DOCUMENT EXTRACT Start Marker

= Hawaii Prepaid Health Care Act =

Law relating to healthcare in Hawaii, United States

Hawaii Prepaid Health Care (PHC) Act (PHCA) is a state law (Hawaii Revised Statutes Chapter 393) enacted June 12, 1974 in the State of Hawaii to improve health care coverage by employer mandate. The Hawaii Prepaid Health Care Act set a minimum standards of health care benefits for workers. Upon its adoption in 1974, Hawaii became the first U.S. state to require minimum standards of health care benefits by law. Hawaii State Rep. Yoshito Takamine, the longtime chairman of the House Labor Committee, was one of the law's chief architects and proponents.

Among other things, Hawaii's law requires employers to offer coverage to employees working at least 20 hours per week for four or more consecutive weeks. In contrast, the federal Patient Protection and Affordable Care Act requires employers to offer coverage to employees working at least 30 hours per week effective Jan. 1, 2014. The two laws also establish different penalties for employers that do not offer coverage.

DOCUMENT EXTRACT End Marker
DATASET ENTRIES Start Marker

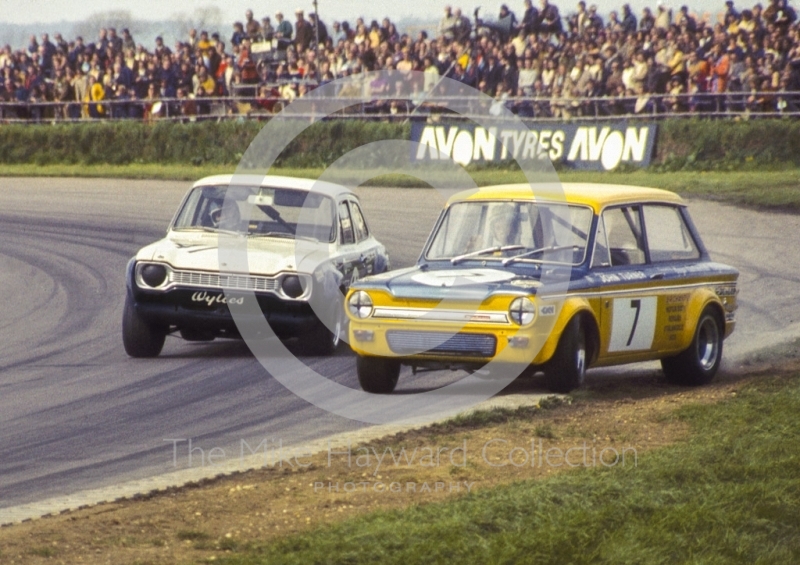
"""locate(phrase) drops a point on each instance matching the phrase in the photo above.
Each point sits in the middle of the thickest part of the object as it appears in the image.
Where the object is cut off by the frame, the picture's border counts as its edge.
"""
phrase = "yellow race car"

DATASET ENTRIES End Marker

> _WHAT YOU SHOULD DO_
Quote the part of the Hawaii Prepaid Health Care Act text above that begins with the words containing "Hawaii Prepaid Health Care (PHC)" and ends with "architects and proponents.".

> _SOLUTION TO THIS PROBLEM_
Hawaii Prepaid Health Care (PHC) Act (PHCA) is a state law (Hawaii Revised Statutes Chapter 393) enacted June 12, 1974 in the State of Hawaii to improve health care coverage by employer mandate. The Hawaii Prepaid Health Care Act set a minimum standards of health care benefits for workers. Upon its adoption in 1974, Hawaii became the first U.S. state to require minimum standards of health care benefits by law. Hawaii State Rep. Yoshito Takamine, the longtime chairman of the House Labor Committee, was one of the law's chief architects and proponents.